[WRITTEN TASK]
Say whether each statement agrees with the text on communicating during a divorce below, answering yes or no and quoting the deciding words from it: (a) The text suggests writing "Do not engage" on one side of an index card. (b) The text says a spouse must be abusive in order to be intimidating. (c) The text says you usually need to make a decision on the spot.

During the divorce process, you may find that you or your spouse or are consumed with anger, bitterness or resentment. When this is the case, self-control is extremely important both for yourself and in setting healthy boundaries with your spouse. However, depending on the situation, starting an open line of communication during the divorce process is extremely important. Here are some tips for how to have good communication and healthy boundaries at the same time.
Your spouse may be really angry right now. Remember, it takes two to have an argument. If you do not engage, there is no argument. I recommend getting an index card. On one side write ‘Do not engage,’ and the old proverb, ‘Silence is golden’ on the other side. Having that index card in front of you, reminds you to stay in control over yourself and over the situation, and, listen more.
When your spouse communicates, they may talk more forcefully. They may seem intimidating. They do not always have to be abusive to be intimidating. Having that index card in front of you forces you to listen more. Take notes so that when the conversation’s over, even if you are rattled, you can calmly review the points that were made. Take the time later to review your notes. Very rarely is it necessary for you to respond and/or make a decision right there on the spot.

[DATA LISTING]
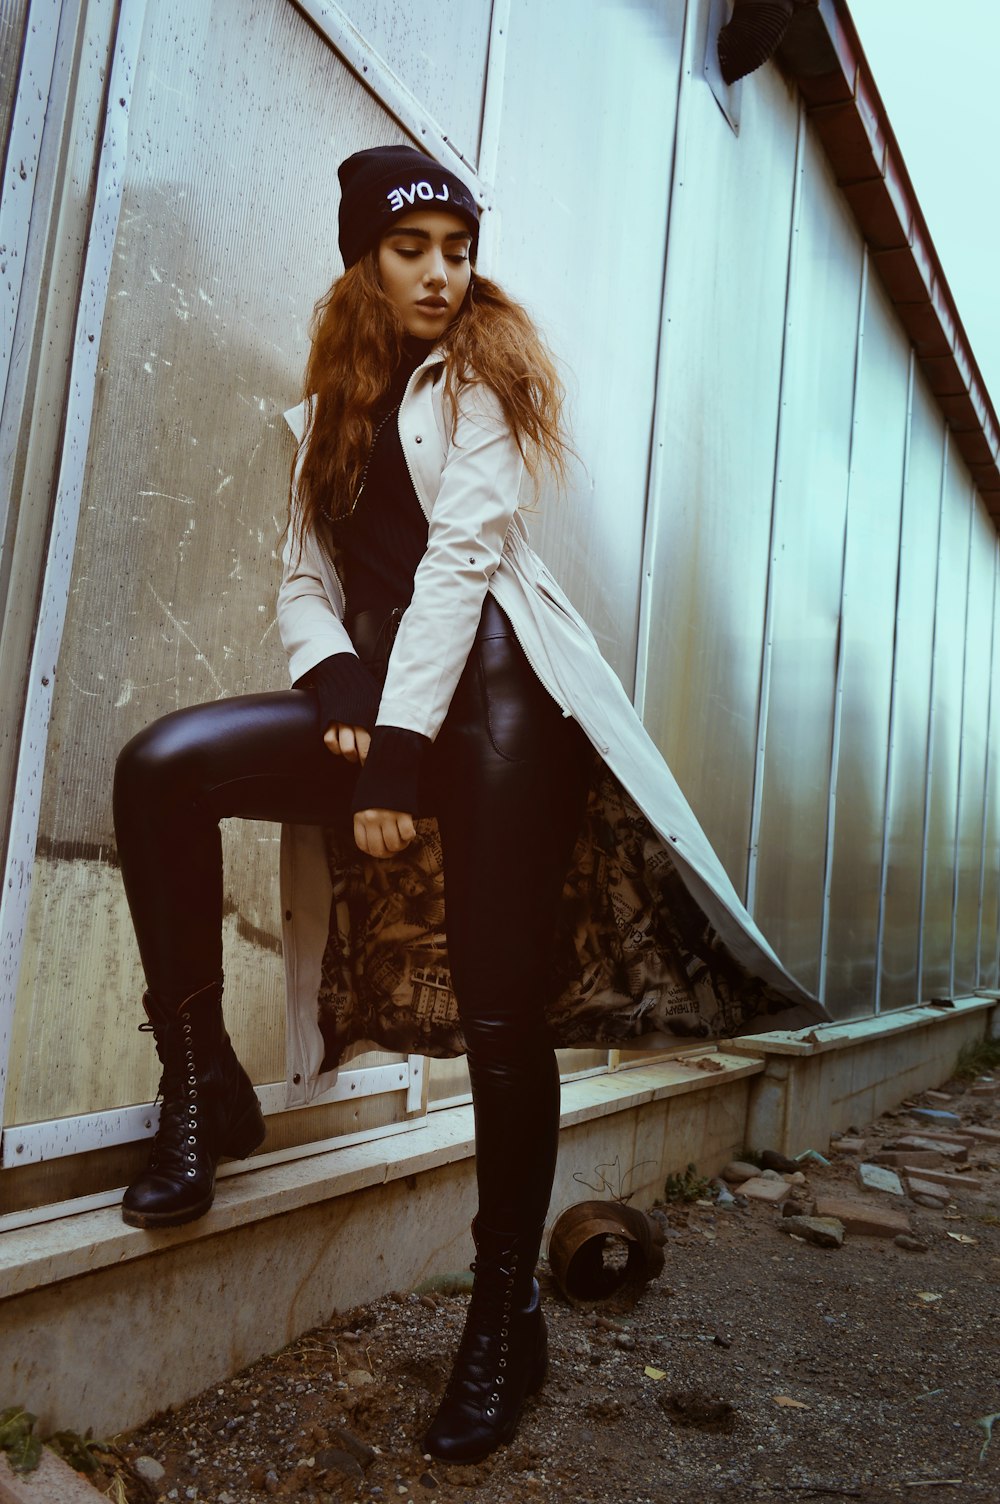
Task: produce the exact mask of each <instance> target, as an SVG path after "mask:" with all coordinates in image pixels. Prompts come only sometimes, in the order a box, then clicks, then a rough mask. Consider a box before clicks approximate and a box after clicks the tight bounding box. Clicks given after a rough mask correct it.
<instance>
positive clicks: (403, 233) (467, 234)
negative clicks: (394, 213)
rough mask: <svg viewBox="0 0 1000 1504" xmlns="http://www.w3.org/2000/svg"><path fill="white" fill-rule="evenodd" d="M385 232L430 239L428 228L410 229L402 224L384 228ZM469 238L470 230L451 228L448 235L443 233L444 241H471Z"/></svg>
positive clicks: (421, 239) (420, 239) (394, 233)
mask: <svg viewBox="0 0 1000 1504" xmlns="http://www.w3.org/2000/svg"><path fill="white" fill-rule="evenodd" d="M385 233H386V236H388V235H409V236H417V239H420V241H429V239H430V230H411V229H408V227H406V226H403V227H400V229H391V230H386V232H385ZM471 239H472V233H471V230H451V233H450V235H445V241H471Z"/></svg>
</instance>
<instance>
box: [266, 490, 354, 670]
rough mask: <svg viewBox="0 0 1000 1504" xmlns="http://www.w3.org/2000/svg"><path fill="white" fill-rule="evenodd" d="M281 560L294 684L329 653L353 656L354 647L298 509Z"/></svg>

[THE ANSWER]
(a) Yes: "On one side write ‘Do not engage,’"
(b) No: "They do not always have to be abusive to be intimidating."
(c) No: "Very rarely is it necessary for you to respond and/or make a decision right there on the spot."